[INSTRUCTIONS TO FOLLOW] Each of the entries below is to be written out exactly, and the images skipped.

[PROVIDED DATA]
◆ ◆ ◆

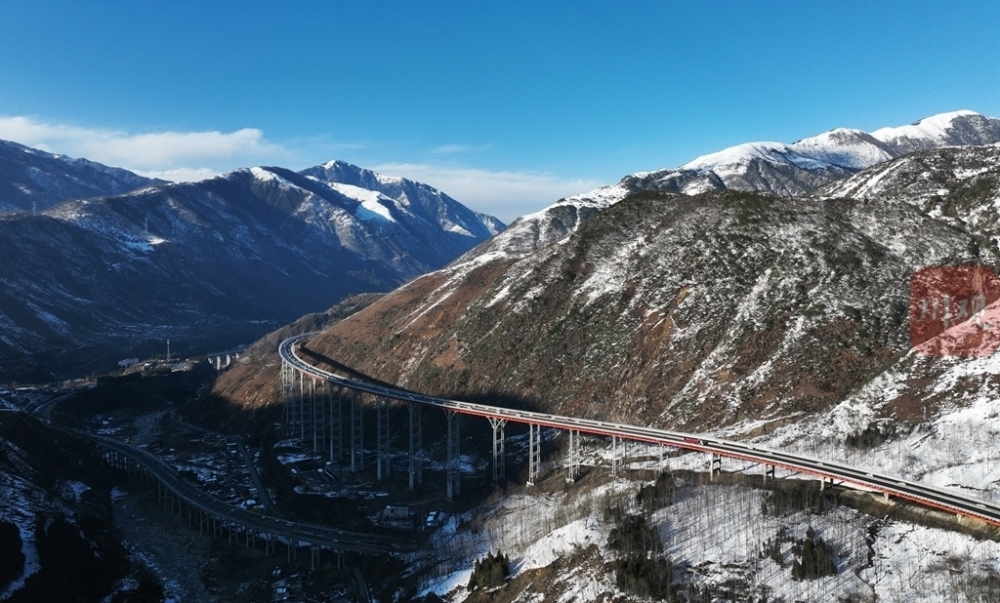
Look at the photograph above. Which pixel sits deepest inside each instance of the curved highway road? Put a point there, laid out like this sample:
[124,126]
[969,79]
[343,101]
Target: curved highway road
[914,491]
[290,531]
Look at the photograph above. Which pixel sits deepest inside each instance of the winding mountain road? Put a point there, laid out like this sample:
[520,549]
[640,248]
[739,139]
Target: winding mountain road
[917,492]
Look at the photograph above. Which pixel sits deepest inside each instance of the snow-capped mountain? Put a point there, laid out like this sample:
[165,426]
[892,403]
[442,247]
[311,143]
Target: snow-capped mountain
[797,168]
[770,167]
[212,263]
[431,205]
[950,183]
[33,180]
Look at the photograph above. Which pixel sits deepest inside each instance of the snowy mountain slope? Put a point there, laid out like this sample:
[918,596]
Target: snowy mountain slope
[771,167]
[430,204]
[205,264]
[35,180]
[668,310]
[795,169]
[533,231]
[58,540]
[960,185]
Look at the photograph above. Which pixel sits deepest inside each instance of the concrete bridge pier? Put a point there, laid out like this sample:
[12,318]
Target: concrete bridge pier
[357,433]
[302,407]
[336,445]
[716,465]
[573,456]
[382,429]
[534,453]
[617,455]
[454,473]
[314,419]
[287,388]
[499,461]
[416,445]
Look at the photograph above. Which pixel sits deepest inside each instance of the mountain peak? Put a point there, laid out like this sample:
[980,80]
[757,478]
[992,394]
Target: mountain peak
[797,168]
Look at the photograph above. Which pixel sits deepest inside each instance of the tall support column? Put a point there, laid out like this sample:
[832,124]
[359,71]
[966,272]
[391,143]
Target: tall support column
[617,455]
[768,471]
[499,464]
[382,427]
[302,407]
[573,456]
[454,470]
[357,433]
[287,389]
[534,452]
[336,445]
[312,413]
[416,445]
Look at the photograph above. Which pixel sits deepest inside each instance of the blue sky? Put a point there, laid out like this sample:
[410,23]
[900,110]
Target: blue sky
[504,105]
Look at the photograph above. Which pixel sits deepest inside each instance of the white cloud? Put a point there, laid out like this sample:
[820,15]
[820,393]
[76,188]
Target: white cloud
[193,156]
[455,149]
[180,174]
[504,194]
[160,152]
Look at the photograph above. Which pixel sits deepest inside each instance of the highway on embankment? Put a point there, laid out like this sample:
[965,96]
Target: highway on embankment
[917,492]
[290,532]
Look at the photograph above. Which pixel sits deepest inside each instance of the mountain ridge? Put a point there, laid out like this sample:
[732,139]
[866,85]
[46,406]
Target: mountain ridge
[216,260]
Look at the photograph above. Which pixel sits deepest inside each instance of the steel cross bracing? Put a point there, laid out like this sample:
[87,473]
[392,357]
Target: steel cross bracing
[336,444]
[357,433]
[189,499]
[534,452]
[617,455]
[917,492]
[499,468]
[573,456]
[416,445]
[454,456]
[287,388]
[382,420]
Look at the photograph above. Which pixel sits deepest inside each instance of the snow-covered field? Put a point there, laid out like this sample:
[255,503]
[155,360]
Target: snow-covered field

◆ ◆ ◆

[ANSWER TO THE EXERCISE]
Look at the photograph above. Which pixel sits deepest inside each instance of the curved highway road? Put a point there, laid out like this sample:
[124,126]
[969,79]
[343,101]
Target: curved highway road
[914,491]
[290,531]
Look at the photograph above. Which pixel sits deepest inside each instance of the winding mountain road? Put a point there, laid out like this sample:
[520,549]
[640,248]
[739,139]
Target: winding mountain road
[917,492]
Look at the photograph above. Which pixel sits deepest inside each instance of the snow-capped mountain? Put a point there, laid out like this sample:
[165,426]
[892,403]
[442,247]
[311,143]
Target: snow-capped mountain
[797,168]
[770,167]
[212,263]
[431,205]
[950,183]
[33,180]
Look at the photograph above. Which pixel sits deepest inside each instance of the snowy mountain slope? Put a point there, laid out like this sample:
[918,596]
Target: snowy mountain slope
[771,167]
[430,204]
[205,264]
[35,180]
[668,310]
[795,169]
[533,231]
[58,540]
[960,185]
Look at the photograph above. Which pixel sits deepest inside each instance of the concrete bridge pier? Put a point there, laid out like this sample:
[12,318]
Target: concrete bridge pier
[357,433]
[302,407]
[336,445]
[716,465]
[573,456]
[382,429]
[534,453]
[617,455]
[454,473]
[314,419]
[287,388]
[499,461]
[416,445]
Look at the photograph above. Which pixel sits deepest inside each instance of the mountain peak? Put a point there, laid out like this sample:
[980,80]
[757,478]
[992,394]
Target: mountain peak
[797,168]
Look at the photograph above. Which pixel sits deepest inside each instance of the tall support column? Put a point there, laid out like this sample:
[832,124]
[359,71]
[966,272]
[391,143]
Target: tall support column
[617,455]
[768,471]
[499,464]
[382,427]
[302,407]
[573,456]
[454,470]
[357,433]
[287,389]
[534,452]
[336,445]
[312,413]
[416,445]
Look at the photograph above. Which pixel sits deepest inside each instance of the blue sky? Put a point there, laid out like this sample:
[410,23]
[900,110]
Target: blue sky
[504,105]
Look at the photograph above. Which pixel sits deepest inside each instance of the white cloud? Put a point there, laid out like this sample:
[820,15]
[820,393]
[76,188]
Target: white cloud
[193,156]
[455,149]
[180,174]
[504,194]
[160,152]
Look at the photograph above. Which pixel sits deepest inside each instance of the highway on embankment? Put a point there, laid out like this sample:
[965,96]
Target: highway on embankment
[917,492]
[290,532]
Look at the photograph above. Which pixel sits deepest inside each instance of the mountain ridge? Put a point there, laid out like this sample:
[732,139]
[866,85]
[46,406]
Target: mountain ridge
[216,260]
Look at the photograph above. Which pixel sits deepest inside each instance of the steel cross bracing? Put a point there, laid out like this sample:
[87,473]
[392,357]
Target: steel cross bracing
[336,444]
[357,433]
[189,499]
[534,452]
[617,455]
[917,492]
[499,468]
[573,456]
[416,445]
[454,456]
[287,388]
[382,420]
Look at the photograph above. Which pixel sits deepest inside each instance of the snow-covered field? Put a point there, laid out like this sample:
[255,503]
[155,360]
Target: snow-covered field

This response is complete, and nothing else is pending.